[[ SOURCE INFORMATION, beginning ]]

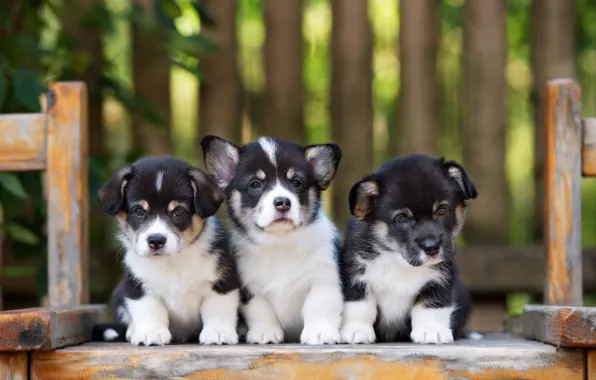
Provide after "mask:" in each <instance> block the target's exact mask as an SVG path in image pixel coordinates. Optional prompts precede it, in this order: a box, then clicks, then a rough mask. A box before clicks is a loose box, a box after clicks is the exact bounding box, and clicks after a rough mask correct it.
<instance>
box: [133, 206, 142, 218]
mask: <svg viewBox="0 0 596 380" xmlns="http://www.w3.org/2000/svg"><path fill="white" fill-rule="evenodd" d="M132 213H133V214H134V215H135V216H138V217H143V216H145V209H144V208H142V207H141V206H136V207H135V208H133V209H132Z"/></svg>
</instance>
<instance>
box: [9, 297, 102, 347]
mask: <svg viewBox="0 0 596 380" xmlns="http://www.w3.org/2000/svg"><path fill="white" fill-rule="evenodd" d="M106 317H107V307H106V306H105V305H86V306H79V307H75V308H70V309H64V308H54V307H39V308H31V309H21V310H11V311H5V312H2V313H0V351H28V350H40V349H41V350H49V349H54V348H58V347H66V346H69V345H73V344H79V343H82V342H86V341H88V340H90V338H91V333H92V329H93V325H94V324H95V323H98V322H103V321H105V320H106Z"/></svg>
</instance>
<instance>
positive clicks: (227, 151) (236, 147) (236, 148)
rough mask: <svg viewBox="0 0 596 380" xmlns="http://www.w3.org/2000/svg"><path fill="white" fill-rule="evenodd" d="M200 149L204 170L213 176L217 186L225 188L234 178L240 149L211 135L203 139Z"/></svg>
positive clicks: (221, 187)
mask: <svg viewBox="0 0 596 380" xmlns="http://www.w3.org/2000/svg"><path fill="white" fill-rule="evenodd" d="M201 148H202V149H203V160H204V161H205V168H206V169H207V171H208V172H209V174H211V175H212V176H213V178H214V179H215V182H216V183H217V185H218V186H219V187H221V188H225V187H226V186H228V184H229V183H230V181H231V180H232V177H234V172H235V171H236V166H238V160H239V159H240V148H239V147H238V146H236V145H234V144H232V143H231V142H229V141H226V140H224V139H222V138H219V137H217V136H212V135H209V136H205V137H203V139H202V140H201Z"/></svg>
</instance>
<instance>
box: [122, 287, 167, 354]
mask: <svg viewBox="0 0 596 380" xmlns="http://www.w3.org/2000/svg"><path fill="white" fill-rule="evenodd" d="M126 308H127V310H128V314H129V315H130V318H131V323H130V325H129V326H128V329H127V330H126V340H128V341H129V342H130V343H132V344H134V345H136V346H138V345H140V344H141V343H142V344H144V345H145V346H150V345H153V344H154V345H159V346H163V345H165V344H168V343H170V341H171V340H172V334H171V333H170V330H169V329H168V324H169V317H168V310H167V309H166V307H165V305H164V304H163V302H162V301H161V300H160V299H159V298H158V297H156V296H153V295H146V296H144V297H142V298H140V299H138V300H133V299H130V298H127V299H126Z"/></svg>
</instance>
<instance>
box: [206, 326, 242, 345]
mask: <svg viewBox="0 0 596 380" xmlns="http://www.w3.org/2000/svg"><path fill="white" fill-rule="evenodd" d="M199 343H201V344H236V343H238V333H237V332H236V330H233V329H229V328H213V327H211V328H209V327H207V328H203V331H201V334H200V335H199Z"/></svg>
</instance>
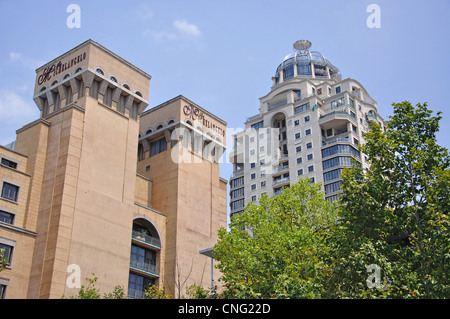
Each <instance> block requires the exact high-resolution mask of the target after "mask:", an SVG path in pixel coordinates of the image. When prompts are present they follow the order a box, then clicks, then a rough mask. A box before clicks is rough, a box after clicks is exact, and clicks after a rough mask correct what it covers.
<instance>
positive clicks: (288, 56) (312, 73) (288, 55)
mask: <svg viewBox="0 0 450 319" xmlns="http://www.w3.org/2000/svg"><path fill="white" fill-rule="evenodd" d="M310 47H311V42H310V41H308V40H299V41H297V42H295V43H294V53H291V54H288V55H287V56H285V58H284V59H283V62H281V64H280V65H279V66H278V67H277V70H276V73H275V77H274V84H275V85H276V84H279V83H282V82H283V81H286V80H289V79H291V78H294V77H299V78H316V79H335V80H341V74H340V72H339V69H338V68H337V67H335V66H334V65H333V64H331V62H330V61H329V60H327V59H326V58H325V57H324V56H323V54H322V53H320V52H318V51H310V50H309V49H310Z"/></svg>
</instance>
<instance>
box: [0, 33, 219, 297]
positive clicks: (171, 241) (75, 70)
mask: <svg viewBox="0 0 450 319" xmlns="http://www.w3.org/2000/svg"><path fill="white" fill-rule="evenodd" d="M150 79H151V77H150V75H148V74H147V73H145V72H143V71H142V70H140V69H138V68H137V67H135V66H134V65H132V64H130V63H129V62H127V61H126V60H124V59H122V58H121V57H119V56H117V55H116V54H114V53H113V52H111V51H109V50H108V49H106V48H104V47H103V46H101V45H100V44H98V43H96V42H94V41H91V40H88V41H86V42H84V43H83V44H81V45H79V46H77V47H76V48H74V49H72V50H70V51H68V52H67V53H65V54H63V55H61V56H59V57H58V58H56V59H55V60H53V61H51V62H49V63H47V64H46V65H44V66H42V67H41V68H39V69H37V70H36V86H35V91H34V94H35V95H34V101H35V102H36V105H37V106H38V108H39V109H40V111H41V117H40V118H39V119H38V120H36V121H35V122H32V123H30V124H28V125H26V126H24V127H22V128H21V129H19V130H18V131H17V139H16V142H15V147H14V150H11V149H8V148H5V147H0V157H1V159H2V165H1V166H0V180H1V182H2V185H1V186H2V194H1V195H2V196H1V197H0V248H3V249H4V250H5V253H4V255H5V257H7V258H8V261H9V266H8V267H7V268H6V269H4V270H3V271H2V272H1V273H0V285H1V286H0V287H1V297H3V298H61V297H62V296H63V295H65V296H71V295H74V294H75V293H77V292H78V288H79V284H78V283H77V278H78V277H81V282H82V283H83V280H84V278H86V277H91V276H92V274H95V276H96V277H98V281H97V284H96V286H97V287H98V288H100V291H101V292H102V293H108V292H111V291H112V289H113V288H114V286H117V285H120V286H123V287H124V288H125V291H126V292H128V295H129V297H130V298H140V297H142V292H143V290H144V289H145V288H146V287H148V285H151V284H155V285H157V286H158V287H163V286H164V287H166V288H167V289H168V291H169V292H170V293H172V294H174V295H178V294H183V293H184V291H185V288H186V287H187V286H189V285H191V284H194V283H196V284H202V285H204V286H206V287H207V286H208V285H209V281H208V278H209V275H210V273H209V271H210V270H209V262H210V261H209V258H208V257H206V256H203V255H201V254H200V253H199V251H200V250H202V249H205V248H209V247H212V246H213V245H214V243H215V242H216V240H217V230H218V229H219V228H220V227H226V183H227V181H225V180H223V179H221V178H220V176H219V164H218V163H217V159H218V158H219V157H220V155H221V152H223V150H224V143H225V130H226V123H225V122H224V121H223V120H221V119H219V118H217V117H216V116H214V115H213V114H210V113H209V112H207V111H206V110H204V109H203V108H201V107H200V106H198V105H196V104H195V103H193V102H191V101H189V100H188V99H186V98H184V97H182V96H179V97H177V98H175V99H173V100H171V101H168V102H166V103H164V104H162V105H160V106H157V107H155V108H152V109H150V110H148V111H145V112H144V110H145V109H146V107H147V106H148V92H149V86H150ZM180 132H181V133H180ZM188 136H189V138H188ZM189 139H192V140H191V141H194V140H195V141H200V142H199V143H201V144H200V146H199V145H198V143H197V142H195V143H194V142H192V143H187V142H188V140H189ZM155 142H157V143H155ZM194 146H195V147H194ZM200 149H206V150H208V152H202V150H200ZM178 154H183V156H182V157H181V159H182V160H179V159H180V157H179V156H176V155H178ZM188 157H189V158H192V159H193V160H192V161H188V160H187V158H188ZM205 265H206V266H205ZM215 275H216V278H217V276H218V274H215ZM77 276H78V277H77Z"/></svg>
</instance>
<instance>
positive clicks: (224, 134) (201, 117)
mask: <svg viewBox="0 0 450 319" xmlns="http://www.w3.org/2000/svg"><path fill="white" fill-rule="evenodd" d="M183 113H184V114H185V115H187V116H189V118H190V119H191V120H193V121H199V122H200V123H202V125H203V127H205V128H208V129H210V130H212V131H213V132H215V133H217V134H219V135H222V136H225V131H224V130H223V129H222V128H221V127H219V126H217V125H216V124H214V123H212V122H211V121H210V120H208V119H206V117H205V115H204V114H203V112H202V111H201V110H200V109H199V108H197V107H195V106H193V105H185V106H184V107H183Z"/></svg>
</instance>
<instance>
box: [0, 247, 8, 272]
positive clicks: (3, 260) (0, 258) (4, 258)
mask: <svg viewBox="0 0 450 319" xmlns="http://www.w3.org/2000/svg"><path fill="white" fill-rule="evenodd" d="M4 251H5V250H4V249H0V272H1V271H2V270H3V269H5V267H6V266H8V261H7V260H6V258H4V257H3V256H4Z"/></svg>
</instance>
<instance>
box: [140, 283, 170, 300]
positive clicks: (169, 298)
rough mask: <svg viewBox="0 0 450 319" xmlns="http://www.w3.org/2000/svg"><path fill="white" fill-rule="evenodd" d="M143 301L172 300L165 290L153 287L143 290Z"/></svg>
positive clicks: (165, 289)
mask: <svg viewBox="0 0 450 319" xmlns="http://www.w3.org/2000/svg"><path fill="white" fill-rule="evenodd" d="M144 299H173V296H172V295H170V294H169V293H167V292H166V288H165V287H163V288H161V289H158V288H157V287H156V286H155V285H152V286H150V287H149V288H148V289H146V290H145V293H144Z"/></svg>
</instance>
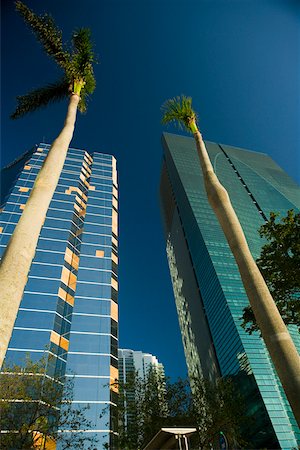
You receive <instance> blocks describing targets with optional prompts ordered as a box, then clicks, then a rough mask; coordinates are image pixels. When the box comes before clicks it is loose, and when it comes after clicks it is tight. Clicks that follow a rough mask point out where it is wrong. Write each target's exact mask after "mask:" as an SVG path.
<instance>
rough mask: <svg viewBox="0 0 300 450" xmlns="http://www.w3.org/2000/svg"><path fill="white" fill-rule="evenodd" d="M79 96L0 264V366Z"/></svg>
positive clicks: (54, 141) (51, 191) (44, 165)
mask: <svg viewBox="0 0 300 450" xmlns="http://www.w3.org/2000/svg"><path fill="white" fill-rule="evenodd" d="M79 99H80V97H79V96H78V95H77V94H72V95H71V97H70V102H69V107H68V112H67V116H66V120H65V124H64V127H63V129H62V131H61V132H60V134H59V135H58V137H57V138H56V139H55V141H54V142H53V144H52V146H51V148H50V150H49V153H48V156H47V158H46V159H45V162H44V164H43V166H42V168H41V170H40V172H39V174H38V176H37V178H36V181H35V183H34V186H33V188H32V191H31V193H30V196H29V198H28V200H27V203H26V205H25V208H24V211H23V213H22V215H21V217H20V220H19V222H18V224H17V226H16V228H15V230H14V233H13V235H12V236H11V239H10V241H9V243H8V245H7V248H6V251H5V252H4V255H3V257H2V261H1V265H0V292H1V300H0V311H1V317H0V367H1V366H2V363H3V360H4V357H5V353H6V350H7V347H8V344H9V341H10V338H11V334H12V331H13V327H14V323H15V320H16V317H17V313H18V310H19V306H20V302H21V300H22V297H23V292H24V289H25V286H26V283H27V279H28V273H29V270H30V266H31V263H32V260H33V258H34V255H35V251H36V246H37V242H38V239H39V235H40V231H41V228H42V226H43V223H44V221H45V218H46V214H47V211H48V207H49V204H50V202H51V199H52V197H53V194H54V192H55V189H56V186H57V183H58V180H59V177H60V174H61V171H62V168H63V165H64V162H65V159H66V156H67V151H68V148H69V145H70V142H71V139H72V137H73V132H74V127H75V120H76V113H77V105H78V102H79Z"/></svg>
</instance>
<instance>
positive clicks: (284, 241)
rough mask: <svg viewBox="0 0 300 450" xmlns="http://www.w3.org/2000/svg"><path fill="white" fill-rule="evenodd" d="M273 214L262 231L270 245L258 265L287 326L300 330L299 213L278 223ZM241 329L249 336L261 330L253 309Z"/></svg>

[[ SOURCE INFORMATION, end ]]

TASK BRIEF –
Find every line in the data that contains the string "positive" and copy each one in full. Match case exactly.

SOLUTION TO THIS TASK –
positive clicks: (227, 151) (236, 147) (236, 148)
positive clicks: (221, 187)
positive clicks: (288, 56) (312, 73) (288, 55)
positive clicks: (171, 241) (75, 70)
positive clicks: (224, 134) (201, 117)
positive clicks: (3, 260) (0, 258) (4, 258)
positive clicks: (169, 298)
positive clicks: (165, 289)
positive clicks: (54, 141) (51, 191) (44, 165)
positive clicks: (284, 241)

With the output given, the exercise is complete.